Aufgabe.
Schreib den Text über serielle Musik und Stockhausens Gruppenkomposition im Anschluss an seinen letzten Satz weiter.

Als erste stilistische Ausprägung des Seriellen entwickelte sich zunächst die sogenannte punktuelle Musik. Darunter versteht man eine Kompositionsweise, deren Strukturen sich vorwiegend von Ton zu Ton vollziehen, ohne dass übergeordnete formale Konzeptionen zum Tragen kommen. Bald darauf erkannt man, dass die Selbständigkeit der einzelnen "Punkte" wieder zunichte gemacht wird, wenn diese sich permanent voneinander abzusetzen trachten. Größtmögliche Kontraste auf engstem Raum schlagen um in kontrastlose Statik, wodurch Formbildung erschwert, wenn nicht gar unmöglich gemacht wird. dass diesen Stücken dennoch Form eignet, hängt von kompositorischen Verfahrensweisen ab, die dem punktuellen Konzept entgegensteuern. In den 1952/53 entstandenen Kontrapunkten für Kammerensemble wird das punktuelle Geschehen von einem Entwicklungsprozeß überformt, der die extremen Kontraste der einzelnen Punkte hinsichtlich ihrer Klangfarbe, Dynamik und Dauer kontinuierlich zum Schluß hin ausgleicht. Zudem schliessen sich die Punkte mehr und mehr zu Ton-Aggregaten ("Melodien") zusammen, wodurch die Vereinzelung der individuellen Elemente aufgefangen wird.


Gruppenkomposition

Die von Stockhausen formulierte Theorie der Gruppenkomposition stellt die Korrektur des ursprünglichen seriellen Konzepts dar, ohne aber ins vor-serielle Fahrwasser abzugleiten. Bestimmte musikalische Eigenschaften gelten nicht mehr für Einzeltöne, sondern für übergeordnete musikalische Einheiten, "Gruppen" genannt. Dadurch wird die Artikulation komplexer musikalischer Formen wieder möglich, wie es Stockhausen in seiner programmatischen Komposition Gruppen für drei Orchester (1955-57) beispielhaft vorgeführt hat. Dieses Werk ist in engem Zusammenhang mit Stockhausens bedeutendster theoretischer Leistung – dem Aufsatz "...wie die Zeit vergeht..." (9) zu sehen, wo es ihm gelungen ist, die serielle Theorie par excellence zu formulieren. Musik wird als Zeitkunst definiert, da sich die primären musikalischen Vorgänge einerseits als Zeitfunktionen, andrerseits aber auch als Funktionen innerhalb der Zeit beschreiben lassen. Damit wurde auch der Punkt des Archimedes gefunden: der gemeinsame Nenner, unter den sich das Kleine und das Große, das qualitativ und quantitativ Gegensätzliche subsumieren lassen. Klangfarbe, Tonhöhe, Rhythmus und Form erscheinen allesamt als zeitliche Vorgänge, die jedoch in verschiedenen Zeitbereichen stattfinden. So wären Gottfried Michael Koenig zufolge zum Beispiel "fünf Minuten – eine Formeinheit, fünf Sekunden - eine Tondauer, eine fünftel Sekunde – eine rhythmische Größe, eine fünfhundertstel Sekunde – das Maß für eine Tonhöhe" (10). Die Grenzen dieser unterschiedlichen Zeitbereiche sind allerdings nicht hermetisch gegeneinander abgeriegelt, sondern in gewissen Graden durchlässig: es kann also – wie eingangs besprochen – Rhythmus in Klangfarbe umschlagen. Ein einfaches Experiment möge dies verdeutlichen. Man nehme einen Tischtennisball und lasse ihn auf eine harte Unterlage fallen. Der Abstand der Prallimpulse wird kontinuierlich kleiner, der Rhythmus immer schneller, bis sich an einem bestimmten Punkt eine Tonhöhenempfindung einstellt. Dieser Effekt tritt dann auf, wenn das Ohr den Unterschied zwischen zwei Ereignissen nicht mehr auflösen kann; zugleich entspricht dies der unteren Begrenzung des Hörbereiches. Tonhöhe erscheint ebenso wie Rhythmus als zeitliche Pulsation, die allerdings in einem Bereich stattfindet, wo sie nicht mehr als rhythmische Qualität empfunden wird.

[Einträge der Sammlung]
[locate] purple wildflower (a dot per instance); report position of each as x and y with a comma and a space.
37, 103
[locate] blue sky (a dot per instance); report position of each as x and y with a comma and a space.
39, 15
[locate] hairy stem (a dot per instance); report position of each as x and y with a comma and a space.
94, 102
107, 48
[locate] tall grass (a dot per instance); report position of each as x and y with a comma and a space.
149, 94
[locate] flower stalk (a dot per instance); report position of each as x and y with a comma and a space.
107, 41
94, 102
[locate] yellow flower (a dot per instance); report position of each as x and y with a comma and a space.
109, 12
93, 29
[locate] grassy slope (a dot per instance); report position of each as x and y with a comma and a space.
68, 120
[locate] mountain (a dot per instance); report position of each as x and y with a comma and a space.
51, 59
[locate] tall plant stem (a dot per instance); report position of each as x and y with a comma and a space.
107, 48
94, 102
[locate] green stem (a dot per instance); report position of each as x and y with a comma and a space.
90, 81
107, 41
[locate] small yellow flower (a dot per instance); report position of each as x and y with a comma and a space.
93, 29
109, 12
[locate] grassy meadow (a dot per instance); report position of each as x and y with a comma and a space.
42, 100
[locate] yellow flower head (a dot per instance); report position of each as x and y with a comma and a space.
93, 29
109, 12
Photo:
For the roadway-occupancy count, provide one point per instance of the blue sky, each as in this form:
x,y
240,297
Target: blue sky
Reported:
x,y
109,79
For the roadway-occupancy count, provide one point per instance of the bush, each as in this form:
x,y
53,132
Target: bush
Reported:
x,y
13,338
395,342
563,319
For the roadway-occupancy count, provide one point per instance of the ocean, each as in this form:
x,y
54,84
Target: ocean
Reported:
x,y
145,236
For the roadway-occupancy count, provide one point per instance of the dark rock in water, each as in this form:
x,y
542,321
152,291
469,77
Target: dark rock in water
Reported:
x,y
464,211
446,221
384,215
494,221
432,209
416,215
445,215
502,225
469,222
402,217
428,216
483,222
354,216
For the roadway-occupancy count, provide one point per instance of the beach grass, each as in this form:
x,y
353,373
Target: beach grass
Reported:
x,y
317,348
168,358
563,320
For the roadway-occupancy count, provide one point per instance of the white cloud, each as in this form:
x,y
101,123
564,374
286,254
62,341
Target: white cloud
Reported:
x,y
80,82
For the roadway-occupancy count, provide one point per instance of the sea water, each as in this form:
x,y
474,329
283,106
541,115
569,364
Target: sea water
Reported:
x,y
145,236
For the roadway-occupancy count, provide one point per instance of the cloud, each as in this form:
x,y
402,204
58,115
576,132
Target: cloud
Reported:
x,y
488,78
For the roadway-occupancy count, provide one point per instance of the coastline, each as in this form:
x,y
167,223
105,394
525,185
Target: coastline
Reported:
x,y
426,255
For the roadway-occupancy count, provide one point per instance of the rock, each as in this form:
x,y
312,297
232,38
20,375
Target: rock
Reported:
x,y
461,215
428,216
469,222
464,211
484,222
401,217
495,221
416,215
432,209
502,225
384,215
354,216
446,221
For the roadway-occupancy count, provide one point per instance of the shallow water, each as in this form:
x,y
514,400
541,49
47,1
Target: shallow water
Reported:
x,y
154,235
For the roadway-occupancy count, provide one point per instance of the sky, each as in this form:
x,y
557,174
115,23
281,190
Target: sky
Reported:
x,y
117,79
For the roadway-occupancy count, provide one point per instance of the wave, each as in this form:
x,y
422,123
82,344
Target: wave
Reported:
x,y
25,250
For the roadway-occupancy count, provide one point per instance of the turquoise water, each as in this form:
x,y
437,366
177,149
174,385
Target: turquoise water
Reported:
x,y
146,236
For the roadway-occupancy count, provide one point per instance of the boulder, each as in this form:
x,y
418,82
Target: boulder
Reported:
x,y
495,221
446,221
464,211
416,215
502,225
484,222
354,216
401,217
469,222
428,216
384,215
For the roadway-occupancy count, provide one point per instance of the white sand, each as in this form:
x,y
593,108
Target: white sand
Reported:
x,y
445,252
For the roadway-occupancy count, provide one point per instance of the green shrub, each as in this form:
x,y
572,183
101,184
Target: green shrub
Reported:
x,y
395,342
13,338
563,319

Lösung.
Elektronische Musik

Diese neuen kompositorischen Möglichkeiten verlangten nach einem Medium, in dem sie sich uneingeschränkt realisieren lassen. So entstand die elektronische Musik, in der die radikale Forderung des Seriellen, alle kompositorischen Dimensionen der Ordnungsvorstellung des Komponisten zu unterstellen, erstmals verwirklicht werden konnten. Die Abneigung gegen das überlieferte, geschichtlich vorbelastete Material gipfelte im Bestreben, das Klangmaterial selbst zu >>kom-ponieren<<, anstatt auf die herkömmlichen Musikinstrumente mit all ihren traditionellen Implikationen zurückzugreifen. "Prinzipiell geht es überhaupt nicht um die Verwendung ungewohnter Klänge, sondern darum, dass die musikalische Ordnung in die Schwingungsstruktur der Schallvorgänge hinein getrieben wird, dass die Schallereignisse in einer Komposition integraler Bestandteil dieses und nur dieses Stückes sind und aus seinen Baugesetzen hervorgehen" (11). Die Klänge werden also nicht nach ästhetischen Kriterien bewertet, sondern einzig nach ihrem Funktionszusammenhang. Demnach kann jeder nur vorstellbare Schall, wenn er aus der komponierten Struktur notwendig hervorgeht, musikalisch verwendet werden.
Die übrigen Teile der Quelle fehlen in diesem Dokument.